- _Task statement_:
Find each line in the items below that contains the word "willing", and copy those lines out in full.

- _Data extract_:
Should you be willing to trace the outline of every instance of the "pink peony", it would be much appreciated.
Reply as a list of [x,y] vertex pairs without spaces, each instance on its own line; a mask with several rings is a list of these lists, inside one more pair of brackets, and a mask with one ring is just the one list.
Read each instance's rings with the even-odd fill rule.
* * *
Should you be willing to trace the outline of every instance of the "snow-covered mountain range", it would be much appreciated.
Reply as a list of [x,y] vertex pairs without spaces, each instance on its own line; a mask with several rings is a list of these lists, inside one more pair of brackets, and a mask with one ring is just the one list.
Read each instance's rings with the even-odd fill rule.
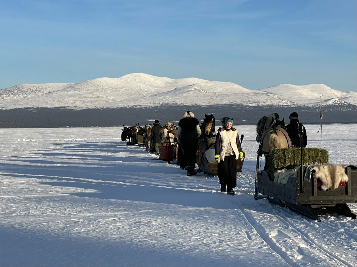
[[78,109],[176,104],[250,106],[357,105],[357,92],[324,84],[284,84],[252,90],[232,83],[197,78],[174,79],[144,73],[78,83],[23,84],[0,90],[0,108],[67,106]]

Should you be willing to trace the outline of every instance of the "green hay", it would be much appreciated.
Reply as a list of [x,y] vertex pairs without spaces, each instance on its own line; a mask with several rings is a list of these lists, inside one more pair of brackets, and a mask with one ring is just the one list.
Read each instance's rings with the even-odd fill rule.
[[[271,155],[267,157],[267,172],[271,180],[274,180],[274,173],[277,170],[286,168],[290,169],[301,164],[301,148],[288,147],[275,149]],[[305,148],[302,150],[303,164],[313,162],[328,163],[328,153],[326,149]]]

- _Task solution_:
Should you be willing to trace the outline of every instance of the "pink peony", it would be much appreciated.
Should you be willing to trace the outline of every instance of the "snow-covered mountain range", it would be much appreciated.
Should you be willing to trace the outline of every instance of the "green hay", it would be much appreciated.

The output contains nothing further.